Set problem:
Format each line of the data below as a string in a JSON list, one string per line, with blank lines omitted.

Source data:
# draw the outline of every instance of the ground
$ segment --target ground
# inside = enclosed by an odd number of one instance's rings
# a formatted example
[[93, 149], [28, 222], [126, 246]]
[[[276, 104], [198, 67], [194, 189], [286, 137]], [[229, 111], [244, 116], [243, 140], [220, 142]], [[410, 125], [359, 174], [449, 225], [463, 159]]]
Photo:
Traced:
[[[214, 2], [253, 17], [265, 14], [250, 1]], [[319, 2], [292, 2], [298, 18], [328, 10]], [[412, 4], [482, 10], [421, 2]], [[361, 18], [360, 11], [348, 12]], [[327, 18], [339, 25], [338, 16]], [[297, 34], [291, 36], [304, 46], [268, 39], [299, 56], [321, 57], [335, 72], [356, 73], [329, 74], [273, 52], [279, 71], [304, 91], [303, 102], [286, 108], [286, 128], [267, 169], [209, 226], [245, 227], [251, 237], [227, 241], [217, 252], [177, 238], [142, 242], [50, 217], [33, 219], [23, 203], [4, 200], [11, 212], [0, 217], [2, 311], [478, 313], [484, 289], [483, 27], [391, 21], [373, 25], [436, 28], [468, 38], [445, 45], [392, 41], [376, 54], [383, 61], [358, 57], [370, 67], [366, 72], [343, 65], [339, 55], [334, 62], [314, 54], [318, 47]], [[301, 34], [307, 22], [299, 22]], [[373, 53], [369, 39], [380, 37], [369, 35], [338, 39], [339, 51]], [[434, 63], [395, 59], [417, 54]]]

Written answer:
[
  "# draw the outline of every instance of the ground",
  "$ segment --target ground",
  "# inside = enclosed by an odd number of one instance's rings",
  "# a formatted example",
  "[[93, 149], [28, 222], [126, 246]]",
  "[[[276, 104], [198, 67], [194, 189], [286, 137]], [[229, 111], [244, 116], [243, 140], [220, 142]], [[410, 125], [359, 174], [449, 225], [463, 159]]]",
  "Photo:",
  "Traced:",
  "[[[214, 2], [253, 17], [265, 14], [250, 1]], [[319, 2], [292, 2], [298, 18], [328, 10]], [[412, 4], [482, 10], [421, 2]], [[361, 18], [360, 11], [348, 12]], [[327, 18], [339, 25], [338, 16]], [[297, 34], [291, 36], [304, 46], [268, 39], [299, 56], [321, 57], [335, 72], [356, 73], [329, 74], [273, 52], [279, 71], [304, 91], [303, 102], [286, 108], [286, 128], [267, 169], [209, 226], [245, 227], [251, 237], [227, 241], [217, 252], [177, 238], [142, 242], [50, 217], [33, 219], [23, 203], [4, 200], [11, 212], [0, 217], [2, 311], [478, 313], [484, 289], [483, 27], [391, 21], [373, 25], [436, 28], [468, 38], [445, 45], [392, 41], [376, 54], [383, 61], [358, 57], [370, 67], [366, 72], [343, 65], [339, 55], [334, 62], [314, 54], [318, 47]], [[301, 34], [307, 22], [299, 22]], [[373, 53], [369, 39], [380, 37], [369, 35], [338, 39], [339, 51]], [[434, 63], [395, 59], [417, 54]]]"
]